What is needed
If a record holds a picture, please leave the picture out and copy the rest of the record exactly.

-------- Input records --------

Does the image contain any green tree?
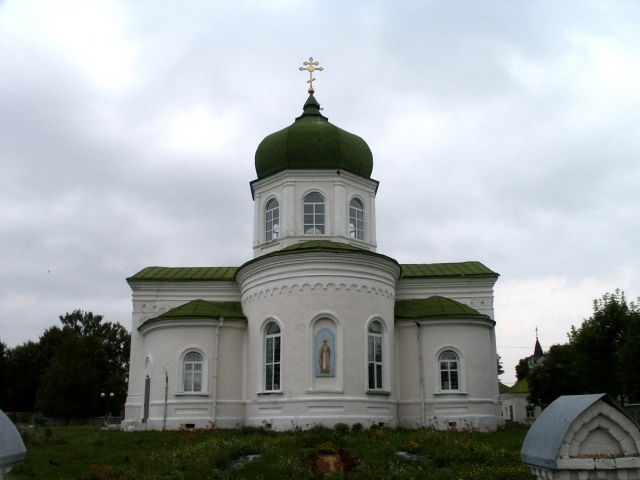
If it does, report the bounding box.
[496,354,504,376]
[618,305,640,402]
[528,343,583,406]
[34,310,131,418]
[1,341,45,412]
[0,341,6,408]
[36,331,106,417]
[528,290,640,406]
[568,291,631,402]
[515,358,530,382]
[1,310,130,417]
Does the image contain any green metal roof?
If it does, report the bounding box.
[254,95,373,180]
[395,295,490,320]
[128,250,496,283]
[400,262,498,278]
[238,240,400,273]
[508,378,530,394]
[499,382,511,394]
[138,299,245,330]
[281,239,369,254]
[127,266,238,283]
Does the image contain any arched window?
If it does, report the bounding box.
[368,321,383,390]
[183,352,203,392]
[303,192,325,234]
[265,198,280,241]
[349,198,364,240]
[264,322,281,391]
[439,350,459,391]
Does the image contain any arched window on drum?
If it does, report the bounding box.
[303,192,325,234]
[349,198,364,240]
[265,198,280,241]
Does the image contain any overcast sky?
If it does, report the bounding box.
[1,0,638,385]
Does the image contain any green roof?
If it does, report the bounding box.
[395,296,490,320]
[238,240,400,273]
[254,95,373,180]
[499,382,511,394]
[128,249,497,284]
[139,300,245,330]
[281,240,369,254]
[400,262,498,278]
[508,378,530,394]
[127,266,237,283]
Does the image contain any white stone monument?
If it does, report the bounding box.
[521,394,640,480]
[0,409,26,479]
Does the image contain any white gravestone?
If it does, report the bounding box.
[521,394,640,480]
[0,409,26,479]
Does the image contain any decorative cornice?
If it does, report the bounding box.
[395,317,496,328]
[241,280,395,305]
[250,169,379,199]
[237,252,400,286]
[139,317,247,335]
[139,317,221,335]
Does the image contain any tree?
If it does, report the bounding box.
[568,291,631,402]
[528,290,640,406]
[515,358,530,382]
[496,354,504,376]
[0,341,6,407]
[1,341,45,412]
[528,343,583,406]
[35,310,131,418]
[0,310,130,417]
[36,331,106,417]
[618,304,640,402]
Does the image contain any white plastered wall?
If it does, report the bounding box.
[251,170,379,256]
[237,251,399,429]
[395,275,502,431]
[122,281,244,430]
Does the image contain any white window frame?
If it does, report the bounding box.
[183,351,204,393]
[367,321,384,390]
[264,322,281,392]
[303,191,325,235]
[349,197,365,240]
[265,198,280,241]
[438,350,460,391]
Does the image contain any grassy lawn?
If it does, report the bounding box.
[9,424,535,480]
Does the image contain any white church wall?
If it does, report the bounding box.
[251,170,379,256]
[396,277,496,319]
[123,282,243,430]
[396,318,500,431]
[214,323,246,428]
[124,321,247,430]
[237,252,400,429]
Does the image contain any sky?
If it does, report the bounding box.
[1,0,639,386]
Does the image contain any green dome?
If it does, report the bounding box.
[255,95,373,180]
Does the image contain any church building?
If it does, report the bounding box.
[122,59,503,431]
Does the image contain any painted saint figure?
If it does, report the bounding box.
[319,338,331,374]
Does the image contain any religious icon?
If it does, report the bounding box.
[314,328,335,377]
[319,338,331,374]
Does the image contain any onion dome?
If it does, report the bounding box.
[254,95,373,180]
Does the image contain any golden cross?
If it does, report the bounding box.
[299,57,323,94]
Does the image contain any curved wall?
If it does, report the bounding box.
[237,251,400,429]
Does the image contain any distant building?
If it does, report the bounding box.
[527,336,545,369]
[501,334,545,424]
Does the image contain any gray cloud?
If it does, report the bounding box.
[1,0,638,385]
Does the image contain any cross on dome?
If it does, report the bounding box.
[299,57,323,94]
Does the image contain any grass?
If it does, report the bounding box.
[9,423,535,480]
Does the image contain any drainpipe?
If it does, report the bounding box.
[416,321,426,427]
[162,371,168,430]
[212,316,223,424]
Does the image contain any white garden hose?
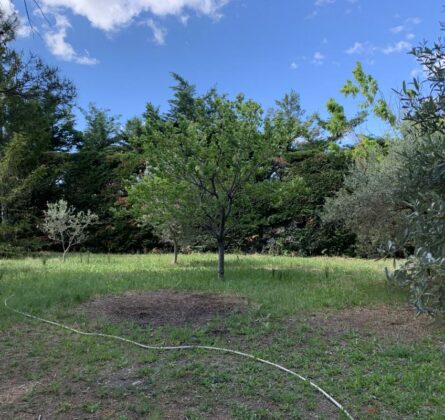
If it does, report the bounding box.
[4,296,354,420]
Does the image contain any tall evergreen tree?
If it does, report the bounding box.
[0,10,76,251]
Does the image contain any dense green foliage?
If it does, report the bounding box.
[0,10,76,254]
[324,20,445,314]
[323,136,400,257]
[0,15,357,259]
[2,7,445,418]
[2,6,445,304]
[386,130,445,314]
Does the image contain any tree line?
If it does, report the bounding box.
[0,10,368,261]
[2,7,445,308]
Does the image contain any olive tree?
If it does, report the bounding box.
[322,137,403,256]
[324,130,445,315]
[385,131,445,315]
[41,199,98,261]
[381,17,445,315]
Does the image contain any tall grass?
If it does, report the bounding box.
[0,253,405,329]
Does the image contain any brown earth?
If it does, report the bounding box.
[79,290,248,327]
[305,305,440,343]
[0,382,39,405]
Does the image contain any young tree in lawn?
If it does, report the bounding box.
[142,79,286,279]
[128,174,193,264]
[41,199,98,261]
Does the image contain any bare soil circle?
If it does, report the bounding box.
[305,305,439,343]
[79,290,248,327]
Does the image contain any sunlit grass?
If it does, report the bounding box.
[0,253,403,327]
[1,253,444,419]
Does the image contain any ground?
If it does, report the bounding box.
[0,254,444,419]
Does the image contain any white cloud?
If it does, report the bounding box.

--------

Task result
Does the image contain any green tree?
If it does, report the bounding box.
[496,354,504,376]
[618,305,640,402]
[528,343,583,406]
[34,310,131,418]
[1,341,45,412]
[0,341,6,408]
[36,331,106,417]
[528,290,640,406]
[568,291,631,402]
[515,358,530,382]
[1,310,130,417]
Does the image contain any green metal roof?
If it does, report the bounding box.
[254,95,373,180]
[395,295,490,320]
[128,250,496,283]
[400,262,498,278]
[238,240,400,273]
[508,378,530,394]
[499,382,511,394]
[138,299,245,330]
[281,239,369,254]
[127,266,238,283]
Does the image contain any arched window?
If it does, report the bounding box.
[368,321,383,390]
[183,352,203,392]
[303,192,325,234]
[265,198,280,241]
[349,198,364,240]
[264,322,281,391]
[439,350,459,391]
Does the image contain any arched window on drum?
If it does, report the bounding box.
[303,192,325,234]
[349,198,364,240]
[265,198,280,241]
Does the image contain any overcast sky?
If it does, report the bounding box.
[1,0,638,385]
Does the image contain any green roof?
If it does, report the bounding box.
[395,296,490,320]
[238,240,400,273]
[254,95,373,180]
[499,382,511,394]
[128,249,497,284]
[139,300,245,330]
[281,240,369,254]
[400,262,498,278]
[508,378,530,394]
[127,266,237,283]
Does the image contain any white stone monument?
If it does, report the bounding box.
[521,394,640,480]
[0,409,26,479]
Does the image contain any white gravestone?
If it does, report the bounding box.
[521,394,640,480]
[0,409,26,479]
Does the image contain any decorative cornice?
If it does, report the bounding box.
[395,317,496,328]
[241,280,395,305]
[250,169,379,199]
[237,252,400,286]
[139,317,247,335]
[139,317,221,335]
Does the image contain any tree?
If it does, report the bounding box.
[568,291,631,402]
[528,290,640,406]
[515,358,530,382]
[496,354,504,376]
[0,341,6,407]
[1,341,45,412]
[528,343,583,406]
[35,310,131,418]
[0,310,130,417]
[36,331,106,417]
[618,304,640,402]
Does the image contain any white plastered wall?
If it does, report the bounding box.
[251,170,379,256]
[237,251,399,429]
[395,275,502,431]
[122,281,244,430]
Does the image contain any white window frame?
If it does, report the bounding box.
[183,351,204,393]
[367,321,384,390]
[264,322,281,392]
[303,191,325,235]
[349,197,365,240]
[265,198,280,241]
[438,350,460,391]
Does the image contain any grassy lawn?
If it does, report the bounding box.
[9,424,535,480]
Does the image contain any white church wall?
If it does, report the bounding box.
[251,170,379,256]
[396,277,496,319]
[123,282,243,430]
[396,318,500,431]
[214,323,246,428]
[124,321,247,430]
[237,252,400,429]
Does the image contain any sky?
If it does, report the bounding box.
[1,0,639,386]
Does the image contain any green dome?
If it does, report the bounding box.
[255,95,373,180]
Does the image contain any church building?
If it does, report the bounding box.
[122,59,503,431]
Does the image contain any painted saint figure?
If it does, report the bounding box.
[319,338,331,374]
Does the image contain any religious icon?
If it does, report the bounding box.
[314,328,335,377]
[319,338,331,374]
Does the image contain any onion dome?
If it does, report the bounding box.
[254,95,373,180]
Does the image contain any golden cross?
If it does, report the bounding box.
[299,57,323,94]
Does the image contain any curved wall?
If it does, report the bounding box.
[237,251,400,429]
Does the image contain any distant building?
If it does, report the bounding box.
[527,336,545,369]
[501,334,545,424]
Does the image contain any gray cloud?
If it does, report the bounding box.
[1,0,638,385]
Does the image contain any cross on dome?
If it does, report the bounding box.
[299,57,323,94]
Does the image contain any grass?
If it does, report the bounding box.
[9,423,535,480]
Does the image contain any drainpipe?
If it does, report the bounding box.
[416,321,426,427]
[162,371,168,430]
[212,316,223,424]
Does the image contain any white garden hose?
If it does, report the bounding box.
[4,296,354,420]
Does the image contain any tall evergreen tree?
If it does, report the bounding box.
[0,10,76,251]
Does the image contain any dense green foliage?
If it does, report the bounding box.
[0,10,76,254]
[324,20,445,314]
[323,136,400,257]
[0,15,357,259]
[2,7,445,418]
[2,6,445,304]
[386,130,445,314]
Does the image contain any tree line?
If it does, report the bounding box.
[0,10,368,261]
[2,7,445,308]
Does the image contain any olive tree?
If it does, report the bounding box.
[322,137,403,256]
[324,130,445,315]
[385,131,445,315]
[41,199,98,261]
[381,17,445,315]
Does the image contain any tall grass?
If it does, report the bounding box.
[0,253,405,329]
Does the image contain any brown earth?
If it does, report the bounding box.
[79,290,248,327]
[305,305,440,343]
[0,382,39,405]
Does the image contain any young tree in lawn?
If it does, report the bounding box.
[142,79,286,279]
[128,174,193,264]
[41,199,98,261]
Does the image contain any bare soil circle?
If it does, report the bounding box.
[305,305,439,343]
[79,290,248,327]
Does the image contain any sunlit grass?
If it does, report the bounding box.
[0,253,403,327]
[1,253,444,419]
Does the image contain any ground?
If it does, report the bounding box.
[0,254,444,419]
Does the image contain any white cloud?
If it does, report the bounding box.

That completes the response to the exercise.